### INFORMATION SHOWN
▬▬▬▬▬▬

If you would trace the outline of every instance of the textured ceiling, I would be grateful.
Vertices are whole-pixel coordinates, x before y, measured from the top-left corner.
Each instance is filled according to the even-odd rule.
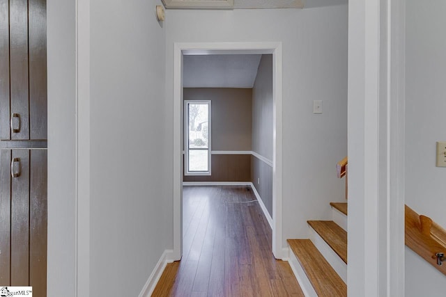
[[[262,55],[184,56],[184,88],[251,88]]]

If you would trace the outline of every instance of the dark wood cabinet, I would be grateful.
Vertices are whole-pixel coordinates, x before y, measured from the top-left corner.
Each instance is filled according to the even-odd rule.
[[[46,0],[0,0],[0,286],[47,289]]]
[[[47,139],[45,1],[8,3],[0,0],[0,139]]]

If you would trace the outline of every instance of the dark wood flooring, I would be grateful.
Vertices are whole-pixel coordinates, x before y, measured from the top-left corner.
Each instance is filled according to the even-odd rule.
[[[288,262],[274,258],[249,188],[185,186],[183,199],[183,258],[167,265],[153,296],[304,296]]]

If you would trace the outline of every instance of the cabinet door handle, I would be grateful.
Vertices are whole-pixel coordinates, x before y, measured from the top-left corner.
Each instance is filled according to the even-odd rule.
[[[11,161],[11,177],[18,177],[20,176],[20,159],[14,158]]]
[[[13,113],[10,120],[11,131],[13,133],[20,131],[20,115],[18,113]]]

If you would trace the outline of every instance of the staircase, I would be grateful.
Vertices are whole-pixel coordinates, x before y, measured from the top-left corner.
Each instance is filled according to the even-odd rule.
[[[347,296],[347,203],[333,220],[309,220],[309,239],[288,239],[289,263],[306,296]]]

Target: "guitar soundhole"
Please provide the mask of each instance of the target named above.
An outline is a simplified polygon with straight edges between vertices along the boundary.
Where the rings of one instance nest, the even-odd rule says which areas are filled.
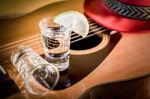
[[[96,47],[100,42],[102,41],[102,38],[98,35],[94,35],[85,39],[82,39],[78,42],[71,44],[72,50],[86,50],[93,47]]]

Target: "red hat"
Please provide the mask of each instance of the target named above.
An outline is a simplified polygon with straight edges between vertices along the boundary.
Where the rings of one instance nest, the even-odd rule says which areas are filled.
[[[85,0],[85,14],[119,32],[150,32],[150,0]]]

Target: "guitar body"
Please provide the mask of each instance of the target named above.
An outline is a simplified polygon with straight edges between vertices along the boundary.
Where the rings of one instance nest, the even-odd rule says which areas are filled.
[[[83,2],[84,0],[57,2],[22,17],[0,20],[0,61],[21,89],[23,96],[26,96],[25,99],[78,99],[93,86],[135,79],[150,74],[149,33],[123,33],[111,36],[103,33],[103,35],[98,34],[102,41],[96,46],[84,50],[71,50],[72,61],[69,74],[72,79],[77,79],[72,86],[61,90],[50,90],[42,96],[33,96],[27,93],[21,76],[10,63],[10,53],[16,46],[23,44],[32,47],[42,55],[43,50],[38,34],[39,20],[45,16],[55,16],[60,12],[72,9],[82,12]],[[80,78],[80,76],[82,77]],[[145,87],[149,85],[148,81],[145,80],[147,82]],[[126,84],[128,85],[128,83]],[[150,92],[149,89],[146,90]],[[21,97],[23,99],[20,94],[9,99]],[[147,97],[147,99],[150,98],[150,96]]]

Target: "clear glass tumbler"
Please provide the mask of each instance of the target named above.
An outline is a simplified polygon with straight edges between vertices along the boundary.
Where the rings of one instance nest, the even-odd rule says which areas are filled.
[[[70,28],[53,22],[53,17],[45,17],[39,22],[42,45],[48,62],[59,71],[69,67]]]
[[[11,55],[11,61],[31,94],[42,94],[53,89],[58,82],[58,69],[29,47],[16,48]]]

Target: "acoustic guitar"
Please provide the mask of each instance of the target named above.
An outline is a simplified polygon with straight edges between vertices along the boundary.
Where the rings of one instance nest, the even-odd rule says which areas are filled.
[[[71,4],[71,7],[68,6]],[[85,39],[94,37],[92,42],[100,40],[100,43],[88,49],[78,50],[73,47],[75,50],[71,50],[70,66],[72,66],[72,70],[69,71],[69,74],[71,79],[75,79],[73,85],[64,89],[50,90],[43,93],[42,96],[34,96],[26,91],[21,76],[10,63],[12,50],[16,46],[27,45],[42,55],[38,29],[39,20],[44,16],[54,16],[62,11],[72,9],[82,12],[82,4],[83,0],[68,0],[50,4],[19,18],[0,20],[0,61],[22,92],[9,97],[9,99],[78,99],[93,86],[135,79],[150,74],[149,33],[111,34],[111,30],[99,26],[89,19],[90,32]],[[99,39],[96,40],[97,37]],[[82,38],[75,33],[72,33],[71,38],[72,45],[76,43],[78,46],[82,42]],[[80,77],[82,76],[80,74],[83,77]],[[146,82],[144,86],[147,87],[149,79]],[[148,93],[149,88],[146,90]]]

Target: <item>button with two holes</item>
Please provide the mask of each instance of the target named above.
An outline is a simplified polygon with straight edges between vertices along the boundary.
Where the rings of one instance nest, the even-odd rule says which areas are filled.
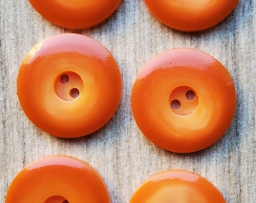
[[[166,150],[190,153],[216,142],[229,128],[236,92],[226,68],[201,50],[173,49],[150,60],[132,91],[142,133]]]

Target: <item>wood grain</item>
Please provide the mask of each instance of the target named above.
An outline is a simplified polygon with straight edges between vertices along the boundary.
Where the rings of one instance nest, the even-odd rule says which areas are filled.
[[[149,176],[169,168],[195,171],[221,191],[227,202],[256,199],[256,1],[241,0],[222,23],[206,31],[184,33],[156,20],[143,1],[124,0],[107,21],[74,31],[42,18],[29,1],[1,0],[0,202],[15,175],[27,164],[50,155],[82,159],[104,178],[114,203],[129,202]],[[105,46],[123,77],[123,95],[111,120],[91,135],[56,138],[35,126],[17,95],[19,65],[38,41],[77,32]],[[229,71],[237,93],[233,122],[215,144],[200,152],[176,154],[148,141],[132,115],[130,93],[138,71],[156,54],[174,47],[195,47],[217,58]]]

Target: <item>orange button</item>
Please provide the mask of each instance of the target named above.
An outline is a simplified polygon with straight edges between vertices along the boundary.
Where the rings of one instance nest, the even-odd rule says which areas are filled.
[[[229,128],[236,108],[234,84],[225,68],[195,49],[173,49],[150,60],[132,91],[134,118],[156,145],[198,151]]]
[[[105,21],[122,0],[29,0],[50,22],[67,29],[85,29]]]
[[[88,163],[50,156],[31,163],[12,181],[5,203],[111,202],[107,187]]]
[[[200,31],[226,18],[239,0],[145,0],[162,23],[180,31]]]
[[[206,179],[186,171],[167,171],[149,178],[133,195],[130,203],[225,203],[220,192]]]
[[[76,138],[102,127],[117,108],[121,77],[111,54],[77,34],[47,38],[23,59],[17,92],[28,117],[58,137]]]

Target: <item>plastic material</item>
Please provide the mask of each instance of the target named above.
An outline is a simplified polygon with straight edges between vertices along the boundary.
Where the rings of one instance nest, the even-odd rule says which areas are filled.
[[[236,92],[225,68],[195,49],[173,49],[150,60],[132,91],[134,118],[144,135],[169,151],[208,147],[229,128]]]
[[[239,0],[145,0],[151,14],[174,29],[200,31],[215,26],[236,8]]]
[[[29,0],[50,22],[67,29],[85,29],[99,24],[117,9],[121,0]]]
[[[58,137],[77,138],[102,127],[117,108],[121,77],[99,42],[62,34],[38,44],[23,61],[17,92],[28,117]]]
[[[133,194],[130,203],[225,203],[206,178],[186,171],[167,171],[149,178]]]
[[[50,156],[31,163],[12,181],[5,203],[109,203],[107,187],[88,163]]]

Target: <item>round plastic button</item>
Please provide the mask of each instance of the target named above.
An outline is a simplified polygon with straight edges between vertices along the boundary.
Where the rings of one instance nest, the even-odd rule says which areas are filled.
[[[145,0],[151,14],[162,23],[180,31],[200,31],[226,18],[239,0]]]
[[[217,141],[235,114],[236,92],[217,59],[195,49],[173,49],[150,60],[132,91],[144,135],[169,151],[190,153]]]
[[[111,202],[107,187],[88,163],[50,156],[31,163],[12,181],[5,203]]]
[[[121,77],[111,54],[77,34],[45,39],[23,59],[18,97],[28,117],[58,137],[76,138],[103,126],[117,108]]]
[[[225,203],[220,192],[204,177],[186,171],[168,171],[146,180],[130,203]]]
[[[108,19],[121,0],[29,0],[45,19],[67,29],[85,29]]]

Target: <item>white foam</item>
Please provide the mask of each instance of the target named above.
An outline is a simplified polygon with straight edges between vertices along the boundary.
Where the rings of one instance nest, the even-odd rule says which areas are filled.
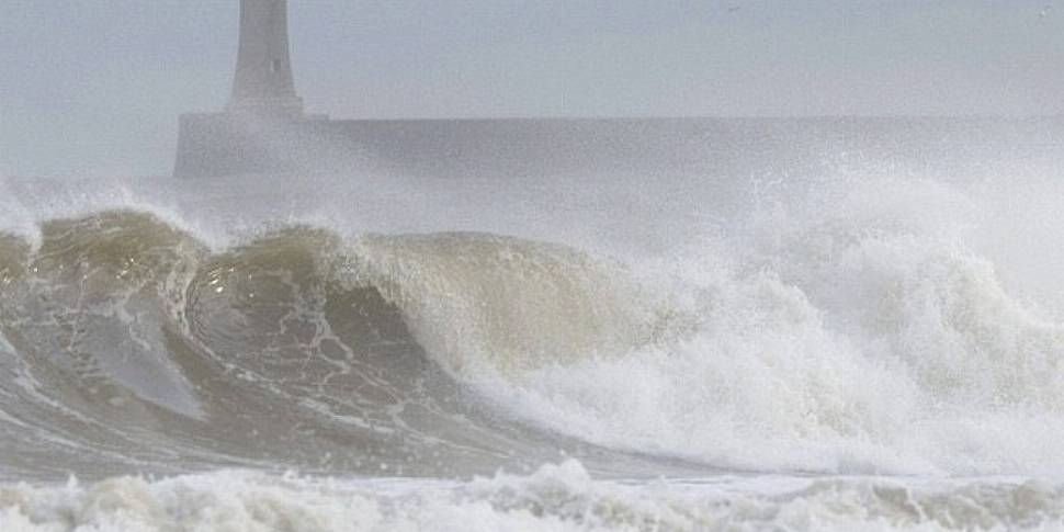
[[[974,201],[869,180],[644,267],[672,340],[479,387],[588,441],[755,471],[1064,474],[1064,326]],[[663,335],[661,338],[667,338]]]
[[[10,532],[1061,530],[1060,485],[1022,478],[596,480],[575,461],[471,482],[216,472],[0,488]]]

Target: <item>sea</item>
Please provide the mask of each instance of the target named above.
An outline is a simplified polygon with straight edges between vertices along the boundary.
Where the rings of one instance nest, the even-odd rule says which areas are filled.
[[[1064,530],[1064,118],[690,132],[0,178],[0,530]]]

▬▬▬▬▬▬

### BRIEF
Repeat the lines from the start through the line containing "[[[262,55],[184,56],[184,88],[251,88]]]", leaving out the picture.

### RESULT BELOW
If you would trace the outline of every instance of the textured ceiling, I would be grateful.
Vertices are whole-pixel coordinates, x before y, measured from the top-left corner.
Each instance is filled according to the even-odd rule.
[[[262,55],[184,56],[184,88],[251,88]]]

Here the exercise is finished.